Exercise objective ::
Please turn the records between the lines holding "- **Object to find**: the mercedes" and "0,241 -> 125,405", inclusive, into a numbered list, and leave out any blank lines.

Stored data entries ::
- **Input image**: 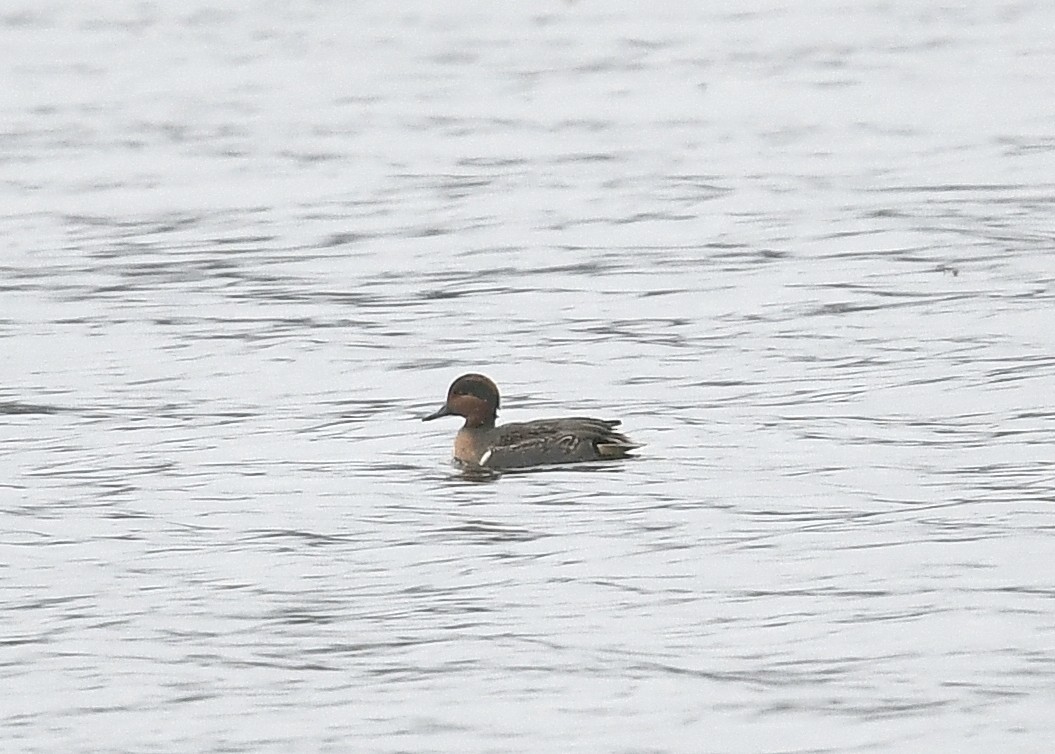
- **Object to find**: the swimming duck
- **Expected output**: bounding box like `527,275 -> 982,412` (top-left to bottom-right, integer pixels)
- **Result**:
421,374 -> 641,468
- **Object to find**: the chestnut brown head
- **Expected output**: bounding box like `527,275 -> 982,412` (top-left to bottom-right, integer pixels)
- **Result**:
421,374 -> 499,427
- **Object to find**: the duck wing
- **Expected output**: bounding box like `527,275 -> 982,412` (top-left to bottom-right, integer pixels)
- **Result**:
483,417 -> 640,468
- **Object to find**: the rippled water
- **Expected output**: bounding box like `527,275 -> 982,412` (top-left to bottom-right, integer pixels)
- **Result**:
0,0 -> 1055,752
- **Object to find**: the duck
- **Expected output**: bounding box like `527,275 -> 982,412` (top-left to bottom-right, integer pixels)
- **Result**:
421,373 -> 641,469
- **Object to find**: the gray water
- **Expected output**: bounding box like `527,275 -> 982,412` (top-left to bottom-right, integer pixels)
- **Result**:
0,0 -> 1055,753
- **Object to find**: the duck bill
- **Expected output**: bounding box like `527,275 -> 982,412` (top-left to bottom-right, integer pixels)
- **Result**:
421,403 -> 450,422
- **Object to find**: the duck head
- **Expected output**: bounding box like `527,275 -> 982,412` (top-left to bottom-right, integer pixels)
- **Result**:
421,374 -> 498,427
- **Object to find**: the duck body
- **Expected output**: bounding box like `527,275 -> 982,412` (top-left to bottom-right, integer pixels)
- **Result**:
423,374 -> 640,469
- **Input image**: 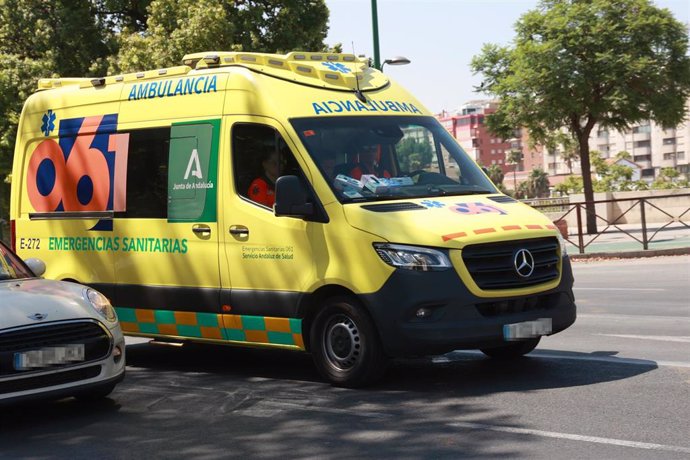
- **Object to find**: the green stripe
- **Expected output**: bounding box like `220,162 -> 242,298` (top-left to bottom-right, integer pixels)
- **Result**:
290,318 -> 302,334
266,331 -> 295,345
242,316 -> 266,331
223,329 -> 247,342
177,325 -> 201,337
196,313 -> 219,327
115,307 -> 137,323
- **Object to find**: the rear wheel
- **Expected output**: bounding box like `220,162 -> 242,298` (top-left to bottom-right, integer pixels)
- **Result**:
481,337 -> 541,359
310,297 -> 387,388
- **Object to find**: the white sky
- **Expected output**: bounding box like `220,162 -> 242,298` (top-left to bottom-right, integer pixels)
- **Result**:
326,0 -> 690,113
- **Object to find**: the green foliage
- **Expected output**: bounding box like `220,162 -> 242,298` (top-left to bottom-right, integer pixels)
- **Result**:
554,176 -> 583,195
110,0 -> 328,73
518,168 -> 549,198
652,168 -> 690,190
395,137 -> 434,172
471,0 -> 690,233
487,165 -> 505,187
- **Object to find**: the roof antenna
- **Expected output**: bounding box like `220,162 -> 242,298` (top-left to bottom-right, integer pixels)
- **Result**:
352,41 -> 367,103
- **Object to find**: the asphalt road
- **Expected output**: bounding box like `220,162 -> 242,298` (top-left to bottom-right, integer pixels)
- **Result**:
0,256 -> 690,460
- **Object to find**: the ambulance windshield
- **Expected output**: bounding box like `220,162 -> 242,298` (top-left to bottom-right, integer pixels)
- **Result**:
291,116 -> 498,203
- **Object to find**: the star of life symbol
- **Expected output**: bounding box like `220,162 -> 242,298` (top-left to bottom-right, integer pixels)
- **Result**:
322,62 -> 350,73
184,149 -> 203,180
421,200 -> 445,208
41,110 -> 55,136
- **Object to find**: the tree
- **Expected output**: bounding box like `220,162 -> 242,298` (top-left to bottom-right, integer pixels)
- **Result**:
471,0 -> 690,233
524,168 -> 549,198
395,137 -> 434,172
506,149 -> 522,192
486,165 -> 505,188
110,0 -> 328,73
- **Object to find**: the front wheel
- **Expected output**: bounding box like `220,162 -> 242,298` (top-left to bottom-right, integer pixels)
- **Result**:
481,337 -> 541,359
310,297 -> 387,388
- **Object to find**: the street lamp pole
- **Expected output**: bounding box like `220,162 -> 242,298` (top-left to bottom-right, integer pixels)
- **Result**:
371,0 -> 381,69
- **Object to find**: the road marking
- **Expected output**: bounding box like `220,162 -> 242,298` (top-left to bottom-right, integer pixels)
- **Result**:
446,350 -> 690,369
449,422 -> 690,454
593,334 -> 690,343
577,312 -> 690,322
573,286 -> 667,292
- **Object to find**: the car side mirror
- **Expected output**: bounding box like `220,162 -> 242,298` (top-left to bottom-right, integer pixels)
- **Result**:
273,176 -> 314,218
24,258 -> 46,276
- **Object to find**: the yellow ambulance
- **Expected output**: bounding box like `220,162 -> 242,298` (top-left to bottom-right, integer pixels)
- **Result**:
10,52 -> 576,387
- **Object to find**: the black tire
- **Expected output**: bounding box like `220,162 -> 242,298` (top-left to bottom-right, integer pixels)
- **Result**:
309,297 -> 387,388
74,383 -> 115,402
481,337 -> 541,359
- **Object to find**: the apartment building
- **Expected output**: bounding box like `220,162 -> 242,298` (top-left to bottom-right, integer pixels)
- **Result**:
437,100 -> 513,173
438,101 -> 690,188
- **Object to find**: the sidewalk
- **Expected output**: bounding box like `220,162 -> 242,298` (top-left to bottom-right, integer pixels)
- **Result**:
566,222 -> 690,260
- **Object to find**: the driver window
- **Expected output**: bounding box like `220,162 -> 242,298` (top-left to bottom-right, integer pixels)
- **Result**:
232,123 -> 301,208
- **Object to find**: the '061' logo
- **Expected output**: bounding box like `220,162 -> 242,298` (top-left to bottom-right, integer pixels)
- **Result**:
27,114 -> 129,212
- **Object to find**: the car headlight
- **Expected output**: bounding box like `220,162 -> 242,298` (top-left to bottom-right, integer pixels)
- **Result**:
84,289 -> 117,323
374,243 -> 451,272
558,232 -> 568,257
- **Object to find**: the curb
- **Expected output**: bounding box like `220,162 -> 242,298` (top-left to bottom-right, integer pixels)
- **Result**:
568,248 -> 690,260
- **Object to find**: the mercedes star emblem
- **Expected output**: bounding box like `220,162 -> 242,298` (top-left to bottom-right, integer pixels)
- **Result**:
513,249 -> 534,278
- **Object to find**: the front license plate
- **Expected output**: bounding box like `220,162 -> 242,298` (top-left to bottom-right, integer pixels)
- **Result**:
14,343 -> 85,371
503,318 -> 551,340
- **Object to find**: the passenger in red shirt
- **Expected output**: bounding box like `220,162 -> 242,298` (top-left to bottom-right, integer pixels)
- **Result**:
247,150 -> 280,208
350,145 -> 391,180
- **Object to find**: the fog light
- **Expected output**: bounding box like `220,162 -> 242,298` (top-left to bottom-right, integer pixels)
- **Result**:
415,308 -> 431,318
113,345 -> 122,363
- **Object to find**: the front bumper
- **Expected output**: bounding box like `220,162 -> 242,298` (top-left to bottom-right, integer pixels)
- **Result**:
0,327 -> 125,405
360,256 -> 576,357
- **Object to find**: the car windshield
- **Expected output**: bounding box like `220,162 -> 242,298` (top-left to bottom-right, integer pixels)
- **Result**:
0,241 -> 34,281
291,116 -> 498,203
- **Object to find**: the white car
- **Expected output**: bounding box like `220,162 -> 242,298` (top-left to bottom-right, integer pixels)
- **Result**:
0,241 -> 125,405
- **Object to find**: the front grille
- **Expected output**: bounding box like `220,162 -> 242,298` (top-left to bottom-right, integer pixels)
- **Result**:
476,293 -> 563,317
0,321 -> 111,376
462,237 -> 559,290
0,366 -> 101,395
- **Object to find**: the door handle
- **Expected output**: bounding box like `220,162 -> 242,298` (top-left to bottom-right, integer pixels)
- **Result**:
229,225 -> 249,237
192,224 -> 211,235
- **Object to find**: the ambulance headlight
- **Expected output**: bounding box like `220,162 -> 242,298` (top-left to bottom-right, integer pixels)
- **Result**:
558,232 -> 568,257
374,243 -> 451,272
84,289 -> 117,323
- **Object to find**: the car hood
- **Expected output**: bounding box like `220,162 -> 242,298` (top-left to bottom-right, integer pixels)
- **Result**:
344,195 -> 557,249
0,278 -> 96,330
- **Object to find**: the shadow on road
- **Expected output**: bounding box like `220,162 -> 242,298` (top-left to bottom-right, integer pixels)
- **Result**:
0,344 -> 656,459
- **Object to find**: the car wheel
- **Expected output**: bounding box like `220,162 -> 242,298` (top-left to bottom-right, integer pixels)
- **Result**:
310,297 -> 387,388
481,337 -> 541,359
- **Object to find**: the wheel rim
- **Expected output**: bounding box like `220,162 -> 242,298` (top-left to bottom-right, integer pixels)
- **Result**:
323,315 -> 362,370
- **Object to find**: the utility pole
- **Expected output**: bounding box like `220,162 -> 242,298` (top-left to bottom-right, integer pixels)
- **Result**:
371,0 -> 381,70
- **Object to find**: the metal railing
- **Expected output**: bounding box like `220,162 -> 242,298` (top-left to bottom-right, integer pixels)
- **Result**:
527,193 -> 690,254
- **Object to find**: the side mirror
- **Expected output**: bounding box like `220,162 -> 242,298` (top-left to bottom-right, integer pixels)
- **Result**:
273,176 -> 314,217
24,258 -> 46,276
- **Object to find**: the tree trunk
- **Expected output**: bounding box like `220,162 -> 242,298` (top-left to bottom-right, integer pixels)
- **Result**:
577,132 -> 597,235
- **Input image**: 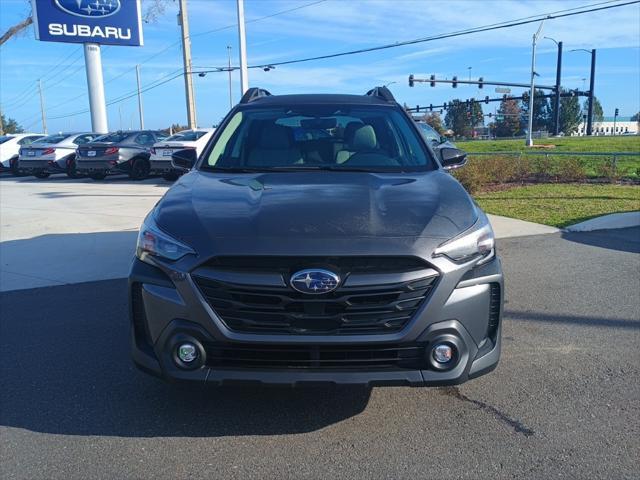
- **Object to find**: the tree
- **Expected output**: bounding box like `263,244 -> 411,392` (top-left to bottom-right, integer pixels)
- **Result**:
560,90 -> 582,135
422,112 -> 446,135
494,97 -> 524,137
521,89 -> 551,131
582,96 -> 604,123
444,99 -> 484,137
0,113 -> 24,134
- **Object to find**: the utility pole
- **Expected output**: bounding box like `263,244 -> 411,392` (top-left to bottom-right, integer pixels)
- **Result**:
527,20 -> 544,147
587,48 -> 596,135
136,65 -> 144,130
84,43 -> 109,133
227,45 -> 233,109
38,79 -> 47,135
178,0 -> 197,129
236,0 -> 249,95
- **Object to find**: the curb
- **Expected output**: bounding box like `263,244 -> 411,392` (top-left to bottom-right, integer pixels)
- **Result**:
564,212 -> 640,232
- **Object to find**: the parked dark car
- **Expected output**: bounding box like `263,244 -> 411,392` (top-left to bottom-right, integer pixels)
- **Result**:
76,130 -> 167,180
129,87 -> 503,386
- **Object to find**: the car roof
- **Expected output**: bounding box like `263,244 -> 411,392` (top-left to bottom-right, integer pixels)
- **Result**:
240,93 -> 397,108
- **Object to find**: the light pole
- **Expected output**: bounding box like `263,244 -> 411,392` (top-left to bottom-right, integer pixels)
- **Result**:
527,20 -> 544,147
227,45 -> 233,109
236,0 -> 249,95
544,37 -> 562,136
569,48 -> 596,135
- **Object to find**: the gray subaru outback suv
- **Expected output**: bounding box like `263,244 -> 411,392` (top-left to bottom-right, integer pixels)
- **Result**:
129,87 -> 504,386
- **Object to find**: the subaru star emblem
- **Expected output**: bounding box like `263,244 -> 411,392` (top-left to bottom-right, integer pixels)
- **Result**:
290,269 -> 340,294
55,0 -> 120,18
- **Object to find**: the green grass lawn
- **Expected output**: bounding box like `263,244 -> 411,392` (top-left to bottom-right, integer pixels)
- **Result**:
456,135 -> 640,179
456,135 -> 640,153
475,184 -> 640,228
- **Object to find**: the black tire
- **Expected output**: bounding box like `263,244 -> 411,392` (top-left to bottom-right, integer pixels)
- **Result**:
9,157 -> 24,177
67,157 -> 83,178
129,158 -> 151,180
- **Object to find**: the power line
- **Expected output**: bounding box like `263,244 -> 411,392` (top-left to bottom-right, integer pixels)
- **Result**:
242,0 -> 640,73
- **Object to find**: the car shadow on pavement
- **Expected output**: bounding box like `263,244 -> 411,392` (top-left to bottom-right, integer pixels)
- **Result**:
0,173 -> 174,187
562,226 -> 640,253
0,279 -> 370,437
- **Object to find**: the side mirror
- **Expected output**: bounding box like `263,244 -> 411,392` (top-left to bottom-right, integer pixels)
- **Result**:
439,147 -> 467,170
171,148 -> 198,170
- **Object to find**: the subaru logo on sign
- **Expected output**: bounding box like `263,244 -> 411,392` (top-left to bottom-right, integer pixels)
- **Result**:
290,269 -> 340,294
54,0 -> 120,18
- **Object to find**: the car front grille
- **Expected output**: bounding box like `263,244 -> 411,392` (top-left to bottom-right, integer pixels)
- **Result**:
204,343 -> 426,370
192,257 -> 438,335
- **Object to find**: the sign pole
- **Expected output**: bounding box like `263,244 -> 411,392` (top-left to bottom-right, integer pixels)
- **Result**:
38,79 -> 47,135
136,65 -> 144,130
236,0 -> 249,95
84,43 -> 109,133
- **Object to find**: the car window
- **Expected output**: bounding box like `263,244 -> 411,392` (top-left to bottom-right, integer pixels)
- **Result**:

Answer to this task ::
1. - **Object to find**: the mercedes star emblem
2. - **Expected output**: bounding box like `220,162 -> 242,298` (top-left to bottom-right, integer pixels)
3. - **Result**:
4. 513,249 -> 534,278
5. - **Object to find**: the front license plate
6. - **Expected output**: bounding box like `220,162 -> 242,298` (top-left to bottom-right, integer pixels)
7. - **Result**:
8. 14,343 -> 85,371
9. 503,318 -> 551,340
10. - **Object to find**: the passenger in red shirt
11. - **Expected output**: bounding box like `220,162 -> 242,298` (top-left to bottom-right, integer pixels)
12. - **Result**:
13. 247,150 -> 280,208
14. 350,145 -> 391,180
15. - **Object to find**: the fog light
16. - **Expected output**: bounding box like `220,162 -> 242,298` (top-left to bottom-right, integer pixels)
17. - **Result**:
18. 415,308 -> 431,318
19. 113,345 -> 122,363
20. - **Object to find**: the front bumper
21. - **Expected output**: bounding box like `220,162 -> 242,298` (top-left to bottom-right, integer pixels)
22. - **Result**:
23. 0,327 -> 125,405
24. 360,256 -> 576,357
25. - **Object to find**: the car windshield
26. - **Expected output**: bounding box like `220,162 -> 242,298` (top-left to bottom-right, integer pixels)
27. - **Result**:
28. 0,241 -> 34,281
29. 291,116 -> 498,203
30. - **Object to find**: the white car
31. - **Expected output**: bounding box like `220,162 -> 242,298` (top-left to bottom-right, integer pixels)
32. - **Result**:
33. 0,241 -> 125,405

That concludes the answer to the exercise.